> Tasks to complete:
- 1) Return the part of the forum comment from "I hate this" to "hate more evenly." word for word.
- 2) Answer these questions using the forum comment.
(a) What car of Nelson's does the comment call a piece of crap?
(b) In which three cities does the comment picture Nelson calling every engineer a jerk?
(c) According to the comment, who actually make the calls that determine how things will work in the end?

> Source passage:
I hate this catch-all term that's just a strawman for critics to bash nerds
with. If "the computer" is awful, then it might have more to do with
management and the business owning class's inability to leverage all these
amazing technologies into a product the end user is comfortable with. While
nerds make an easy target, it behooves the ivory tower cynic to spread his
hate more evenly.

This is like Nelson pissing on the internal combustion engine and calling
every engineer in Detroit, Seoul, and Tokyo a dimwitted anti-social jerk
because his 1986 Datsun was a piece of crap. More than likely it was the
engineers who were breathlessly fighting against requirements that forced them
to deliver a substandard product. There's something too corportist for my
tastes about pissing on nerds and ignoring the business owners and upper
management who actually make the calls that determine how things will work in
the end.

> Listing:
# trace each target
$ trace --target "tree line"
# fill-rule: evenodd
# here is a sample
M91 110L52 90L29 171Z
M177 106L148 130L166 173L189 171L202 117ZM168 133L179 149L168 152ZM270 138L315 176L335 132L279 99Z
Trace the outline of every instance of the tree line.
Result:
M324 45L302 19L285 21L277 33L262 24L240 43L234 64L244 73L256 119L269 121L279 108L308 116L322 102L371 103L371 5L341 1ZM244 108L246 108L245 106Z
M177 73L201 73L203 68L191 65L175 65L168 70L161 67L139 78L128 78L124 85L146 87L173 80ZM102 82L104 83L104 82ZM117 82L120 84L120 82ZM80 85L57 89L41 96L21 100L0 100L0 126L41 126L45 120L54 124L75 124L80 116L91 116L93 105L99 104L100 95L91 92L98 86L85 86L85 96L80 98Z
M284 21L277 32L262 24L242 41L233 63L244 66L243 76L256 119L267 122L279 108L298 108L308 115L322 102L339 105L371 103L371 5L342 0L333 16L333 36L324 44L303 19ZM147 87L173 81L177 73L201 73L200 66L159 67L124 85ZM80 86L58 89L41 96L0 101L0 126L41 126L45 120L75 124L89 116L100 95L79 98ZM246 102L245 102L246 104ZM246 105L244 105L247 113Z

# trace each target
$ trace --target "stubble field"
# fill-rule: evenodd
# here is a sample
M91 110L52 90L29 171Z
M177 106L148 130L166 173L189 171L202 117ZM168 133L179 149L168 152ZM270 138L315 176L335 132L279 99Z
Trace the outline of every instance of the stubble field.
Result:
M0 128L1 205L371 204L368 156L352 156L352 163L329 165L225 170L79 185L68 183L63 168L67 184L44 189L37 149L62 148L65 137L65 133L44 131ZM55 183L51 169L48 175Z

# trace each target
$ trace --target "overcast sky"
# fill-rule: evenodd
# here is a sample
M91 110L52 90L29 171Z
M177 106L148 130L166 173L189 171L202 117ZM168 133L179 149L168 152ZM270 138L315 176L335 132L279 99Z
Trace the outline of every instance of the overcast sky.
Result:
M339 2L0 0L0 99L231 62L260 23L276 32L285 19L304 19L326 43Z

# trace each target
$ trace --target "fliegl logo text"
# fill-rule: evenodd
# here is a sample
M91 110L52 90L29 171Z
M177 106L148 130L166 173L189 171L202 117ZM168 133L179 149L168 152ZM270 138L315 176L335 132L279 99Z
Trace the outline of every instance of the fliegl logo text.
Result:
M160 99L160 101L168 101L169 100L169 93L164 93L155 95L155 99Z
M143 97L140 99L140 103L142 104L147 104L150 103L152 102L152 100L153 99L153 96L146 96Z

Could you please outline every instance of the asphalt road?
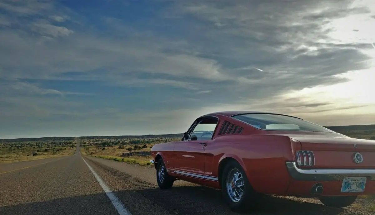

> Written answers:
- 1)
I hate this catch-all term that's just a strawman for critics to bash nerds
with. If "the computer" is awful, then it might have more to do with
management and the business owning class's inability to leverage all these
amazing technologies into a product the end user is comfortable with. While
nerds make an easy target, it behooves the ivory tower cynic to spread his
hate more evenly.

- 2)
(a) His 1986 Datsun.
(b) Detroit, Seoul, and Tokyo.
(c) The business owners and upper management.